> Stated task:
Please answer these questions about the blog excerpt:
(a) Which documentary did the writer watch with Dana and Michael?
(b) What year of high school was the writer in when they went to their first yoga class?
(c) What does the writer especially recommend for breakfast at Des Ambassades?

──────── Text excerpt ────────

On Monday morning, while it seemed everyone else was at the Inauguration, I was doing laundry, and Roger was at a meeting.  After folding and a quick run, I headed back to Brooklyn to watch Blue Planet: The Deep with Dana and Michael, two friends from school who are equally obsessed with animals and poetry.  It was a really fascinating documentary, and the highlights for me were definitely the underwater lake, and a segment on a dead whale at the bottom of the ocean.  I can't wait to write some poems about it.

When I came home, Roger and I decided to go to the movies at the last minute, and saw Lincoln, which was excellent.  I'd thought we were the last people on earth to go see it, but the theatre was packed.  We splurged on popcorn and soda because we had a gift certificate from my sister, and it was pretty much the perfect ending to a perfect weekend.  With classes starting next weekend, I know things will get a lot more hectic soon, so I'm so glad we took the time to really enjoy things this weekend.  It will definitely stick in my memory for a long time.

Thursday, January 17, 2013

Upward Dog

For the Yoga People of the World

I went to my first yoga class when I was a sophomore in high school.  It was run by one of the teachers there, and it was seriously amazing.  I was basically a stress-case in high school, and being forced to relax was the greatest thing ever.  Corpse pose was the first time I'd realized that I could take some time to myself, away from work, and just exist without thinking or worrying.  I was hooked, and have taken classes on and off since then.

We recently joined a gym that has branches right near the apartment and my office, and so I've started taking yoga there again.  It's a lot harder than some of the other classes I've taken, but everyone is welcoming and open, and I never feel pressure to do a pose that isn't working for me, so usually I take things slow and just tinker away at the poses I find difficult.

But today, I had a small breakthrough, and I wanted to share it here.  After never being able to move smoothly between an upward dog and a downward dog, I seem to have somehow managed it today.  I know my arms are getting stronger, because I can finally hold a plank, and this must have translated into my upward dog.  Because I have a very tight lower-back and not a ton of arm strength, I've always found this pose hard, but today, I was able to lift my legs up completely, and then push up through my toes without bringing my knees to the ground, for the first time ever.  It may not sound like a big deal, but for me, it was huge, and it absolutely made my day.

Wednesday, January 9, 2013

Things to Do in Harlem

I’ve lived in Harlem for about a year and a half now, but I realized I’ve never really written about our neighborhood and all the things to do here.  So, if you’re planning a trip to New York, and you want to spend a day in Harlem, here’s what I’d suggest:

Start your day with breakfast at Des Ambassades. Roger and I can be found here most Sunday mornings, waiting for our laundry to dry.  Everything on the menu is delicious, but for breakfast, I’d especially recommend the almond croissant, which I like to say is made with unicorn blood (it’s actually almond paste), and which is the best croissant I’ve ever eaten (even better than croissants I’ve had in France), with a coffee of your choosing.  They also have really delicious Senegalese dishes for dinner, and some truly amazing crème brûlée for dessert.  Once you’ve enjoyed your croissant, you’ll find you’re right in the middle of things, and that you can walk in nearly any direction and find something interesting to do.

──────── Data shown ────────

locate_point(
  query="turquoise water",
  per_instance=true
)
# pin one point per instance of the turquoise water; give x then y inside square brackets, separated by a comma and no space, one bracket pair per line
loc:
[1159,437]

────────

> The solution:
(a) Blue Planet: The Deep
(b) Sophomore year
(c) The almond croissant, with a coffee of your choosing